4. Verify your workspace configuration
If you use a root package.json with workspaces, confirm the app is included correctly.
{
"private": true,
"workspaces": [
"apps/*",
"packages/*"
]
}
If you use deno.json or deno.jsonc, make sure task execution points into the correct app folder and does not assume root-level package visibility.
{
"tasks": {
"dev:web": "cd apps/web && deno run -A npm:next dev --turbo"
}
}
5. Test without –turbo to confirm the scope of the bug
This is an important diagnostic step.
cd apps/web
deno run -A npm:next dev
If plain dev mode works but –turbo fails, that strongly confirms a Turbopack resolution issue rather than a general Next or React installation problem.
6. Pin to stable tooling if needed
If the issue started only after upgrading to Deno 2 RC, and explicit app-level dependencies do not fully solve it, pinning to a stable version is a practical short-term workaround until the Deno and Next interoperability stabilizes.
deno upgrade 1.45.5
Then retest the same workspace. If stable Deno works and RC fails, you have a strong compatibility signal for the underlying issue.
7. Practical known-good pattern
For monorepos using Next with Deno, the safest pattern is:
- Each runnable app declares its own runtime dependencies.
- Root workspace config manages orchestration, not hidden dependency ownership.
- next is installed where next dev –turbo is executed.
- Deno tasks change into the app directory before launching Next.
{
"tasks": {
"dev": "cd apps/web && deno task next-dev",
"next-dev": "deno run -A npm:next dev --turbo"
}
}
Common Edge Cases
1. The app depends on root-hoisted packages only
This is the most common monorepo mistake. It may work in one toolchain and fail in another. Turbopack is especially sensitive to whether the app directly owns next.
2. Mixed package managers
If the repo has traces of npm, pnpm, Yarn, and Deno-managed state at the same time, module resolution becomes unpredictable. Use one consistent install strategy and remove stale lockfiles.

● RECORDED INFORMATION:

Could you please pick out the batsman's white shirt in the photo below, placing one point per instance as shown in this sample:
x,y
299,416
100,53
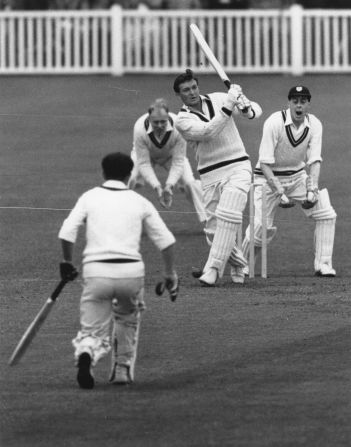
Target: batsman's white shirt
x,y
287,148
150,151
214,135
115,218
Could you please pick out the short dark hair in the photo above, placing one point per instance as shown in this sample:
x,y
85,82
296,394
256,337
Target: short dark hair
x,y
159,103
187,76
299,91
117,166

● PROBLEM REQUIREMENTS: Carry on the troubleshooting guide for Next.js Turbopack in Deno monorepos from the point where it stops. The records play no part here.

● ANSWER SECTION:
3. Running commands from the repo root
Even when the workspace is configured correctly, launching Next from the wrong current directory can make resolution fail. In monorepos, cwd matters.
4. Symlink or workspace resolution differences on different operating systems
Some developers reproduce the issue only on one machine because package links and file system behavior differ across environments. Rebuilding dependency state from scratch often exposes whether this is happening.
5. Cached Deno package state
Deno may continue using cached package metadata after upgrades. If behavior looks inconsistent, clear cache and reinstall.
deno clean
rm -rf node_modules
rm -f deno.lock
deno install
6. Version mismatch between Next, React, and Deno compatibility layers
If you are testing a release candidate of Deno and a newer Next version at the same time, you may be hitting a compatibility gap rather than a repo-specific bug. Pinning known-good versions can help isolate it quickly.
FAQ
Why does Next work without –turbo but fail with it?
Because Turbopack uses a stricter or different resolution path during startup. A dependency graph that is barely tolerated in standard dev mode may fail when Turbopack tries to resolve next from the app boundary.
Do I really need to declare next inside the app if it already exists at the monorepo root?
Yes, in practice that is the safest fix. In monorepos, especially with Deno 2 RC and Turbo mode, relying on hoisted ownership can break package discovery. The runnable app should explicitly declare its own runtime dependencies.
Is this a Deno bug or a Next.js bug?
It is best described as an interop issue. Deno 2 RC changes package behavior, and Next’s –turbo path expects a resolvable dependency layout. The failure happens at the boundary between both systems, especially in monorepo workspace setups.
If you want the fastest path to green builds, make the Next app self-contained: declare next locally, reinstall cleanly, run from the app directory, and use stable Deno if RC behavior remains inconsistent. That resolves the issue in most monorepo setups matching the linked reproduction.